→ Saved entries
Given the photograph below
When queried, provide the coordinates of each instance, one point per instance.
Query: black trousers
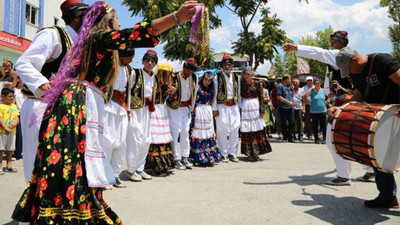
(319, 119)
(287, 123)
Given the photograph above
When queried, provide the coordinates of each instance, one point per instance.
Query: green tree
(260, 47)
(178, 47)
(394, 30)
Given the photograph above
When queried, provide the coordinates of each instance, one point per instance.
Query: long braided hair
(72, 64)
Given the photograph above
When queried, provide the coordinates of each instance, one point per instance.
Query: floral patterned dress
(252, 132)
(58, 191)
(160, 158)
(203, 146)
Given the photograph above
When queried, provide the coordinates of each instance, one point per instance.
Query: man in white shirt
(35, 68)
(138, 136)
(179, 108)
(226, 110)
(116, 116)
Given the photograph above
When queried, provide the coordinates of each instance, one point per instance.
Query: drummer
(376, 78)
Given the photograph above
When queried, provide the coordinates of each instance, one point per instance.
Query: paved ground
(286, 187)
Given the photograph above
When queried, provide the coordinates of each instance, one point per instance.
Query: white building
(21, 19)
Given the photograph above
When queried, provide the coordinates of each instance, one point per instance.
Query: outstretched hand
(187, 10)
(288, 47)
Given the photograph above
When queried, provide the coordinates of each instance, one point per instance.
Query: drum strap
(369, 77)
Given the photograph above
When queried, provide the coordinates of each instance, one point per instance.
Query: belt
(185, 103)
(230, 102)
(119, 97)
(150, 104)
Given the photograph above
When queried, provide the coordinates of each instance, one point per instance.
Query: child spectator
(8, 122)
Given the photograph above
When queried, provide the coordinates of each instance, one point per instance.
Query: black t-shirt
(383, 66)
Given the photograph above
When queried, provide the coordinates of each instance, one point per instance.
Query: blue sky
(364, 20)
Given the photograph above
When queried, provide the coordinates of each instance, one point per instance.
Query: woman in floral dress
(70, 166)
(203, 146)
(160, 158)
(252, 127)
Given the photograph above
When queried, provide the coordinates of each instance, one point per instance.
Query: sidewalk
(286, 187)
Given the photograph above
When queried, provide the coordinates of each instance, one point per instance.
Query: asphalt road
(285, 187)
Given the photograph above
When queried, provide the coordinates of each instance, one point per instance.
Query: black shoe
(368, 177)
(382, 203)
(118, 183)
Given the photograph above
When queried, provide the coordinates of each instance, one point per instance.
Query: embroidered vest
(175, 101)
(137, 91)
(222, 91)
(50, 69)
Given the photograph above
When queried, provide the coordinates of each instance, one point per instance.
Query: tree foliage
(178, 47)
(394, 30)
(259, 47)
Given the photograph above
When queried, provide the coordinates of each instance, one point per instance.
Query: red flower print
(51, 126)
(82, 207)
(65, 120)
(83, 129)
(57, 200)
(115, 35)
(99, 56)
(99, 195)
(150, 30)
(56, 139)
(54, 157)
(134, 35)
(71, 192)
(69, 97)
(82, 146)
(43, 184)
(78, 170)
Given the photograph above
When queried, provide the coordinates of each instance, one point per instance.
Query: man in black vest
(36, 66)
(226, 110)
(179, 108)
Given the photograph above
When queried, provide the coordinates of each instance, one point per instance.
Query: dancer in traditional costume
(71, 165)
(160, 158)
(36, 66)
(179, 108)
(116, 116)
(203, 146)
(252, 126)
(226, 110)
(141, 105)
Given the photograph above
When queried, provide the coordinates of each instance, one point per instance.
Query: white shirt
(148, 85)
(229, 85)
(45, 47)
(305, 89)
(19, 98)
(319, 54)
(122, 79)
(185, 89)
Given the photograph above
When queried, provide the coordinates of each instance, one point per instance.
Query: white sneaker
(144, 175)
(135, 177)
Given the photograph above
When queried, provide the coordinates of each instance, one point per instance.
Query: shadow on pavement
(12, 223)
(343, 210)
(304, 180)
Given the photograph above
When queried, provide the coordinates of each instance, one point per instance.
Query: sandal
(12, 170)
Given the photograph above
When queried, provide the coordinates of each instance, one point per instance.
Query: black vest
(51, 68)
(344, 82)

→ Goal of the exercise
Drop the pictures; repeat each entry above exactly.

→ Exercise output
Given the photograph below
When queried, provide the coordinates of each instance, one point per instance.
Query: black trousers
(319, 119)
(287, 123)
Given the photograph above
When queried, provide the coordinates of each instance, one point per instance.
Query: green tree
(260, 47)
(178, 47)
(394, 30)
Given the photograph above
When queried, provide the coordinates of each instance, one point per instance.
Query: long braided hair
(72, 64)
Given the photograph above
When queried, provide the coordinates of each instance, one point per instance.
Query: floral patterned dress
(252, 132)
(58, 191)
(160, 158)
(203, 146)
Given the photograph above
When queried, provide the coordinates of each instance, one point per instance.
Query: man in white shirt
(35, 68)
(138, 136)
(179, 108)
(226, 110)
(116, 116)
Given the photograph above
When queried, provide the coordinates of each instance, one point per instance.
Query: drummer
(376, 78)
Given the photograph above
When queried, provide the coordinates of each instance, one point per instance.
Query: paved ground
(286, 187)
Given the photograph above
When queried, provide the coordinates of each instance, one point per instance.
Query: white building
(21, 19)
Given the photograph above
When queried, provide the coordinates of each instance, one point per instance.
Query: outstretched hand
(187, 10)
(288, 47)
Given the photograph above
When queried, provide the coordinates of each instance, one point per instance.
Query: drum strap
(369, 77)
Given the photograph above
When queried, provide the coordinates of each instance, one point per instance.
Query: belt
(185, 103)
(230, 102)
(119, 97)
(150, 104)
Given the photograph above
When queried, provide the coordinates of each instance, one point per instance.
Query: child spectator
(8, 122)
Given the photograph above
When queried, provide the coordinates of each instance, one point per instance.
Query: black t-shirt
(383, 66)
Given the photograph above
When queried, provide the coordinates of each instance, one point per instance.
Query: blue sky
(364, 20)
Given the photograph above
When queried, provide the coordinates of each instance, one point per instance.
Query: woman in floral dress
(70, 166)
(203, 146)
(160, 158)
(252, 127)
Given the photograph above
When queried, provide the coordinates of each instance, one point per instance.
Query: sidewalk
(286, 187)
Given the photograph above
When queried, provide the coordinates of each instance, one point per instance.
Query: asphalt road
(285, 187)
Given the photograph above
When queried, provide the coordinates of each instance, one point per instance.
Query: black shoe
(368, 177)
(382, 203)
(118, 183)
Given the photograph above
When queried, provide the coordinates of each instance, one point per instance.
Query: embroidered vest
(175, 101)
(137, 91)
(222, 91)
(50, 69)
Given the photograph above
When queried, provide the coordinates of each instance, one point per instance.
Query: tree foliage
(178, 47)
(394, 30)
(259, 47)
Given the photograph above
When queried, provide the coordinates of each instance, one point per instance.
Query: red flower print
(51, 126)
(82, 207)
(65, 120)
(83, 129)
(57, 200)
(115, 35)
(99, 56)
(99, 195)
(150, 30)
(56, 139)
(54, 157)
(134, 35)
(71, 192)
(69, 97)
(82, 146)
(43, 184)
(78, 170)
Given the photograph above
When queried, provide the coordinates of each instance, one point per instance.
Query: man in black vest
(36, 66)
(226, 110)
(179, 108)
Given the photograph above
When queried, provide the coordinates of each instance, one point per instance.
Query: dancer in traditional costume
(71, 165)
(160, 158)
(36, 66)
(179, 108)
(116, 116)
(203, 146)
(252, 126)
(226, 110)
(141, 105)
Given the photograph above
When queried, provide the coordinates of each instance, one point per instance.
Query: white shirt
(148, 85)
(229, 85)
(45, 47)
(305, 89)
(19, 98)
(319, 54)
(122, 79)
(185, 89)
Given the photograph above
When queried, provide the coordinates of each instance, one point per instance.
Query: white sneaker
(144, 175)
(135, 177)
Given the photograph above
When queried, provide the coordinates of each instance, one point per instance.
Query: shadow on pavement
(12, 223)
(343, 210)
(304, 180)
Given the photograph above
When queried, provide the coordinates of each instance, one point per instance.
Query: sandal
(12, 170)
Given the photograph above
When queried, provide the coordinates of each instance, one point per instance.
Query: black vest
(51, 68)
(344, 82)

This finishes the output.